Sioux County (SI) in south central North Dakota was ranked the least healthy county in the U.S. (countyhealthrankings.org)

Sioux County Ranked Least Healthy Place in U.S.

ICTMN Staff
4/3/12

A new study has rated Sioux County, North Dakota, home of the Standing Rock Sioux Nation, the least healthy place in the United States for the second consecutive year, reported Bloomberg. Los Alamos County, New Mexico takes the lead as the healthiest county in the nation.

The estimated 4,153 people (2010 Census) who live within the 1 million acres of Sioux County, which straddles North and South Dakota, have the highest rate of premature deaths in the nation, according to the 2012 County Health Rankings. The annual list of the country’s most and least healthy 3,000 U.S. counties is compiled by the University of Wisconsin Population Health Institute and the Robert Wood Johnson Foundation.

A county's health rating is measured by how long people live (mortality) and how healthy people feel (morbidity), as well as health factors including health behaviors (such as exercise and smoking rates), clinical care, social and economic factors, and the physical environment (such as availability of sidewalks and bike paths and number of fast food restaurants), reported Time Magazine.

Researchers also assessed premature death rates (deaths before age 75 in this study). Sioux County residents lose almost 24 years of potential life per 100 residents, reported Bloomberg. Many of these premature deaths are considered to be preventable, states County Health Rankings & Roadmaps. In contrast, Los Alamos, which had the lowest rate of premature death, loses less than 3 years per 100 residents.

Large populations of Native Americans reside in eight of the 10 counties ranked the least healthy, according to the U.S. Census. They are based in the Dakotas, Alaska and Montana, stated Bloomberg. High rates of premature death are generally tied to high poverty rates, poor education systems and low levels of economic development, said Patrick Remington, a professor of population health sciences at the University of Wisconsin in Madison, who compiled the data.

“We almost have a blind spot to the fact that we have counties, that represent all or part of Indian nations, that are some of the least healthy places certainly in each state and nationwide,” Remington told Bloomberg. “To me, that should be sort of a national disgrace.”

☆ ☆ ☆

* STUDY QUESTIONS *
1. Decide whether each statement agrees with the article on county health rankings, answering yes or no and quoting the words that settle it.
(a) Sioux County was rated the least healthy place in the United States for the second year in a row.
(b) The County Health Rankings list is compiled by Harvard University.
(c) In this study, a premature death is one that occurs before age 75.
2. Answer these questions from the article on county health rankings.
(a) Which county was named the healthiest in the nation?
(b) What was the estimated population of Sioux County according to the 2010 Census?
(c) How many of the 10 least healthy counties have large Native American populations?
The data that comes next has nothing to do with the article on county health rankings.

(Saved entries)
☆ ☆ ☆

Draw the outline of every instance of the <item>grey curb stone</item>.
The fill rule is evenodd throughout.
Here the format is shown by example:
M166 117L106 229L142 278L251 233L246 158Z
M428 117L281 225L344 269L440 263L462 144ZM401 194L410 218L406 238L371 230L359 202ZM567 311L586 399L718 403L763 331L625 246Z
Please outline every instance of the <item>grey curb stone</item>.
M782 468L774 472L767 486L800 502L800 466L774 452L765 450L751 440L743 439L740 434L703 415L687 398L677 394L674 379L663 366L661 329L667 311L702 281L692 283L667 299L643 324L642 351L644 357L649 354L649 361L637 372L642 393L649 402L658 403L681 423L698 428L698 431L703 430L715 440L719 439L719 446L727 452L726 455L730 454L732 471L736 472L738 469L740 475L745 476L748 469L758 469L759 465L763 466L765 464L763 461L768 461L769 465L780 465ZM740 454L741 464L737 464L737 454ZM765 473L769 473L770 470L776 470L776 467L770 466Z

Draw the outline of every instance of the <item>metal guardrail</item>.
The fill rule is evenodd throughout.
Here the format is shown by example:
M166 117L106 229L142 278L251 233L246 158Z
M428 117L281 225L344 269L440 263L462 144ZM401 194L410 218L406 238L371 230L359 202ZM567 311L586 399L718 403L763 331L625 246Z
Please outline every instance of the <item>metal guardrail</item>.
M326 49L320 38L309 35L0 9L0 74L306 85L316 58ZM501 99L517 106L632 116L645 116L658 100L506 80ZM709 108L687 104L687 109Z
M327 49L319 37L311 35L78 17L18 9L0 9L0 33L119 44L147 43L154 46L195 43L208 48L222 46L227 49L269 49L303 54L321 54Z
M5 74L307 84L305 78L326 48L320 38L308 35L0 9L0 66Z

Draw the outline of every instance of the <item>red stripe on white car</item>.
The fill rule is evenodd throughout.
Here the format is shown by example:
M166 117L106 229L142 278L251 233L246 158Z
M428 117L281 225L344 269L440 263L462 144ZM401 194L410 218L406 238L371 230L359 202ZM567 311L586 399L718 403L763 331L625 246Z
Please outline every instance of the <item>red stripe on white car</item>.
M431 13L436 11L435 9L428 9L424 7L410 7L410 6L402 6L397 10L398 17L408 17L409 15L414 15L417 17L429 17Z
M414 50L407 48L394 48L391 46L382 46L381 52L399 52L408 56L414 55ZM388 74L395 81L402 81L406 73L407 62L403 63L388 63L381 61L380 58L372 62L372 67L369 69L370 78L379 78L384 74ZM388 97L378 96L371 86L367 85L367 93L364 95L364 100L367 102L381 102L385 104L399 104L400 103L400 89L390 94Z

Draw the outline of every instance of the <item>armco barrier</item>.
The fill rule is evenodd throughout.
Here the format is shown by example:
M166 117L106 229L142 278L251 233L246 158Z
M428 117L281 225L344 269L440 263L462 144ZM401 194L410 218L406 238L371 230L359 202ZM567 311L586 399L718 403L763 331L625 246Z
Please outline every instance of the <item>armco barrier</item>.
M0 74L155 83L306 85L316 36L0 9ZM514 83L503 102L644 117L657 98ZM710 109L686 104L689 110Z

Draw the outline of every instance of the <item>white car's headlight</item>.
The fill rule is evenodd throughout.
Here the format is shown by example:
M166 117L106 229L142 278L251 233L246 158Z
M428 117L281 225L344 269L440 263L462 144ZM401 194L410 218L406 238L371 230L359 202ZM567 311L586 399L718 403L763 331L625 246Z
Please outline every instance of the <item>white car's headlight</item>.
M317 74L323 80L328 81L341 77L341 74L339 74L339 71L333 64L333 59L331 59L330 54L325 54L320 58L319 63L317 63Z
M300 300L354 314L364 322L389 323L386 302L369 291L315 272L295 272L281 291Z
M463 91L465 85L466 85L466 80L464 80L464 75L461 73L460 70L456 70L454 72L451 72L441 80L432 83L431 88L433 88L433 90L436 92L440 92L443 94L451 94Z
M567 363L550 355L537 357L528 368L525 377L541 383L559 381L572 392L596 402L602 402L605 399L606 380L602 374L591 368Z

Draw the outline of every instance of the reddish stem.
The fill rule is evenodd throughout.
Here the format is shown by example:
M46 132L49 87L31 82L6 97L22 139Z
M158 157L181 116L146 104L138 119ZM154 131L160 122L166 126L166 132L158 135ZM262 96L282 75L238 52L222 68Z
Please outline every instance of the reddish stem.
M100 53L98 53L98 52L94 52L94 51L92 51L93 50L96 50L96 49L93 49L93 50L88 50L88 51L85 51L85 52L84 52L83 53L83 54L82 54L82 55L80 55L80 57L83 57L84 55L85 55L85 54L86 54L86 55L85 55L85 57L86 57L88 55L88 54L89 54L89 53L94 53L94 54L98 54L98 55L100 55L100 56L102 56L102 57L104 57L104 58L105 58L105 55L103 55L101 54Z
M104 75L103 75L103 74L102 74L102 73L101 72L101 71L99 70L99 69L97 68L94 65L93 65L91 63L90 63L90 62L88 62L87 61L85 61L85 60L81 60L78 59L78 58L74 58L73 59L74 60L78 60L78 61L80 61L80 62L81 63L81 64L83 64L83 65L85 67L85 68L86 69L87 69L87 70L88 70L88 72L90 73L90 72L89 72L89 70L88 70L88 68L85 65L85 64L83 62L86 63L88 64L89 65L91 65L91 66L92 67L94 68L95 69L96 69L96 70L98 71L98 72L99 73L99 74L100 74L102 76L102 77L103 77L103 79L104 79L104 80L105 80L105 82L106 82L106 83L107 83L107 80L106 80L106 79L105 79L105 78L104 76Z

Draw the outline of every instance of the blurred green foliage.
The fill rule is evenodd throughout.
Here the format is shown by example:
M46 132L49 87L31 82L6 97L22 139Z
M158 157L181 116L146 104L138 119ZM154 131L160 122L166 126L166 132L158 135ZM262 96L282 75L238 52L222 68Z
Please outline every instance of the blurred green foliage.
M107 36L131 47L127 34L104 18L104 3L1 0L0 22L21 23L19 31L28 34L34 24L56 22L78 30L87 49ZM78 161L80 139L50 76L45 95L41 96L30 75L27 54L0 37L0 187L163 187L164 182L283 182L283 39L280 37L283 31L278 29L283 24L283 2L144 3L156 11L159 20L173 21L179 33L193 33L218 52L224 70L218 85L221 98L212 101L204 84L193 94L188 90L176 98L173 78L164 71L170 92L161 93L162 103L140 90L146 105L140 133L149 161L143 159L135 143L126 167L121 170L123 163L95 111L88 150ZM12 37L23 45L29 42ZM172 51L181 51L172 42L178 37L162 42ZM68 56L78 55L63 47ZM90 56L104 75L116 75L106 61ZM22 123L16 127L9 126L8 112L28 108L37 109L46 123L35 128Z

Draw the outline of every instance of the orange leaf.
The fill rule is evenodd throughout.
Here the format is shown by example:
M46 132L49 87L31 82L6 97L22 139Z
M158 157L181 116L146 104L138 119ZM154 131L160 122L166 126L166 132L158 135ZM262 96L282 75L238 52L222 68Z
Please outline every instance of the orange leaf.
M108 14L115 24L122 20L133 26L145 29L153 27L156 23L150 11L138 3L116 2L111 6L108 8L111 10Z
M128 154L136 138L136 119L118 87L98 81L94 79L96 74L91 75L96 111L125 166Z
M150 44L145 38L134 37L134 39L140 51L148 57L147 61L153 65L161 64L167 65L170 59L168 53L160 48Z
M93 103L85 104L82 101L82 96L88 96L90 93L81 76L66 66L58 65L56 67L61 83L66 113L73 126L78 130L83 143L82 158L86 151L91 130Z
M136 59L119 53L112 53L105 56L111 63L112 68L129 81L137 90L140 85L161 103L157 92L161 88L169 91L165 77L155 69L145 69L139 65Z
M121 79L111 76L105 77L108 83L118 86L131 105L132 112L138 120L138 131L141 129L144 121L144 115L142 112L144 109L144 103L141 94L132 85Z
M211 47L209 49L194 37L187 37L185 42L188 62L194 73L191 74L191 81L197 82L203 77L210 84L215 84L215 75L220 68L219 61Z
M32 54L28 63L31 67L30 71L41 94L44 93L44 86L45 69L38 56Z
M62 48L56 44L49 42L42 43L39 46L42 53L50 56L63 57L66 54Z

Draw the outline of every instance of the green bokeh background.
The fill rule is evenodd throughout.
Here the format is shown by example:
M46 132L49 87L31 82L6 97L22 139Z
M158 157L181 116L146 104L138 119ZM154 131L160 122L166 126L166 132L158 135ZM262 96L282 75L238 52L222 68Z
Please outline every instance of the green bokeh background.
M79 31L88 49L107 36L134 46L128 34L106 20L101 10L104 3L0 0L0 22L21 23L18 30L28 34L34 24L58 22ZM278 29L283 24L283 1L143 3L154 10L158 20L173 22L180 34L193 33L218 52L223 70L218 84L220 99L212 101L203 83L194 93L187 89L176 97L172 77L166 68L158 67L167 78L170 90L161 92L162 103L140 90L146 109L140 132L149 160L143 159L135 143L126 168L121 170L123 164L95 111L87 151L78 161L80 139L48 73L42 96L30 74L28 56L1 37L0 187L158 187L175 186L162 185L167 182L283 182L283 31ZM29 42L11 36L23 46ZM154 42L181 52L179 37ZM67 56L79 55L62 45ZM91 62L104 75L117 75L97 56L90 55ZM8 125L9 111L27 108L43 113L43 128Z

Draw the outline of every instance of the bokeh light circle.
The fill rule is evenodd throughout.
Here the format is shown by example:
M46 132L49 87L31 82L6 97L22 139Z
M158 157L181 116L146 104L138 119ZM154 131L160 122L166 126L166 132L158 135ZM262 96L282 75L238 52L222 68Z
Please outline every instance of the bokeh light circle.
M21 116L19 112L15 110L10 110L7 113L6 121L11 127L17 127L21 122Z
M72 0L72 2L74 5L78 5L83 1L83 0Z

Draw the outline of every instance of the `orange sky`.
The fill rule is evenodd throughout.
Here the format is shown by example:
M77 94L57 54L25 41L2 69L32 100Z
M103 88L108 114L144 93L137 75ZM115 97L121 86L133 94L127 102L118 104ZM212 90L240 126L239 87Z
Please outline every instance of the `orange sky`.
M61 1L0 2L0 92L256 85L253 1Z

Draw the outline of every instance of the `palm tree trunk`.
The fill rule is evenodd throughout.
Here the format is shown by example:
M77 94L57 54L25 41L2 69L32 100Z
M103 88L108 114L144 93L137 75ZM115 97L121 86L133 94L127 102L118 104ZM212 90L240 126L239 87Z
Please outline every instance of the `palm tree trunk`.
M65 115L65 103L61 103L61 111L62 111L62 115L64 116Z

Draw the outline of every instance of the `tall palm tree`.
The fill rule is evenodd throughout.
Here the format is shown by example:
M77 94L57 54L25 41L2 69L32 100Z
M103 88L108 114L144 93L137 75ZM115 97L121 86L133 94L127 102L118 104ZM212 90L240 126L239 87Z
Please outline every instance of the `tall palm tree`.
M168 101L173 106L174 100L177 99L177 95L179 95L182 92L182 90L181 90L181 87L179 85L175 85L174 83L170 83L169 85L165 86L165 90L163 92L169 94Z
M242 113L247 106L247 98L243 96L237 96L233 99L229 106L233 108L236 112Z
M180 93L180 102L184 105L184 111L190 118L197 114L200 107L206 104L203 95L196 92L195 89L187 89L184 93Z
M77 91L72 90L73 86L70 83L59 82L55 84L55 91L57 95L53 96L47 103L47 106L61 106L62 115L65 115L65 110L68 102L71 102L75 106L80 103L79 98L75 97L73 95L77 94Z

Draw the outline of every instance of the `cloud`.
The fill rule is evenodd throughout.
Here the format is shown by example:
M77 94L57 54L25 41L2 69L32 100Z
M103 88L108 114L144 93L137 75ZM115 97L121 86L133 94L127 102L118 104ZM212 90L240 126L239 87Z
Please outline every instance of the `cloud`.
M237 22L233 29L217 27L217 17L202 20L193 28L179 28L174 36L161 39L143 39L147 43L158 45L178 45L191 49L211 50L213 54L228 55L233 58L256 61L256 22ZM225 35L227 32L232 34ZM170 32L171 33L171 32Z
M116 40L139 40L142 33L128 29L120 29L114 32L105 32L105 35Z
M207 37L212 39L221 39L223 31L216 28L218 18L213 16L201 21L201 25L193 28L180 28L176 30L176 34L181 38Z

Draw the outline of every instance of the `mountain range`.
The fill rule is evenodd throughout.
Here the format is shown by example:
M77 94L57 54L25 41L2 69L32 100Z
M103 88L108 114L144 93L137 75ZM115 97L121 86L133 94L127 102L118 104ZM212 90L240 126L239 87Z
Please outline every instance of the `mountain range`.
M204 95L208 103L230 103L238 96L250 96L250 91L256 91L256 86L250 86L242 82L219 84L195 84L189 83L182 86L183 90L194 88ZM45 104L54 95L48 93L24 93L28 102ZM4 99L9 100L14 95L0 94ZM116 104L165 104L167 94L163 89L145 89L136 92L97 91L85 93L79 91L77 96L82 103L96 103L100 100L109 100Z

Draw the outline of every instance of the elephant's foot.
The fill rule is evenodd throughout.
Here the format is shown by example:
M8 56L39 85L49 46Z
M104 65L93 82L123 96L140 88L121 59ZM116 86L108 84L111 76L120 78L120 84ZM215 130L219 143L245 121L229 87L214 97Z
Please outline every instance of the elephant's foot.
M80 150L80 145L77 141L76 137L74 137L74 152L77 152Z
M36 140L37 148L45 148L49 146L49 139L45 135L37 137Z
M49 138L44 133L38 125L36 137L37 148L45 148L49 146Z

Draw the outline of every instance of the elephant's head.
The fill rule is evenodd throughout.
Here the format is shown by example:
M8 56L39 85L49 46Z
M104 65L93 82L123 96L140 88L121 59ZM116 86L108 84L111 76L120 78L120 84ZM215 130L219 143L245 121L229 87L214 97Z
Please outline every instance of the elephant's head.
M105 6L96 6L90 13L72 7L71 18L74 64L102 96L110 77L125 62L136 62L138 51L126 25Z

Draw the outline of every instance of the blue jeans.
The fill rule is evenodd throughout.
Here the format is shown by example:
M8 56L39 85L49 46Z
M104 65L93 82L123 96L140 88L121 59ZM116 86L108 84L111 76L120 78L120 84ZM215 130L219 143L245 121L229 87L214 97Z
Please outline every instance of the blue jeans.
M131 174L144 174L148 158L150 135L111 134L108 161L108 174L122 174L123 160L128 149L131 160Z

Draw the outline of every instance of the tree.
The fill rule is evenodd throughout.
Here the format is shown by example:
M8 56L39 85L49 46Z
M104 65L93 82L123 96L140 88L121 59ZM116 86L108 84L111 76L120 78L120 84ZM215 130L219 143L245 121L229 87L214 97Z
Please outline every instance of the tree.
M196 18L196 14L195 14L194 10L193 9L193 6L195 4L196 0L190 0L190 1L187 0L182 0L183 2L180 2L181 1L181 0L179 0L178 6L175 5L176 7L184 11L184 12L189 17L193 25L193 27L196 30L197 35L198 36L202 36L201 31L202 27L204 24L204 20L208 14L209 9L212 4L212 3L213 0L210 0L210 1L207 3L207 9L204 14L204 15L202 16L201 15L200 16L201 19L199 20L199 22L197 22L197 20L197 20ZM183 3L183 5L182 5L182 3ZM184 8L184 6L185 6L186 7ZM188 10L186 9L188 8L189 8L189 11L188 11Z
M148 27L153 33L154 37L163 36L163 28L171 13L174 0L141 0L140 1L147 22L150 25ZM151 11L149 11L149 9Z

☆ ☆ ☆

* RESPONSES IN ORDER *
1.
(a) Yes: "the least healthy place in the United States for the second consecutive year"
(b) No: "compiled by the University of Wisconsin Population Health Institute and the Robert Wood Johnson Foundation"
(c) Yes: "deaths before age 75 in this study"

2.
(a) Los Alamos County, New Mexico
(b) 4,153
(c) Eight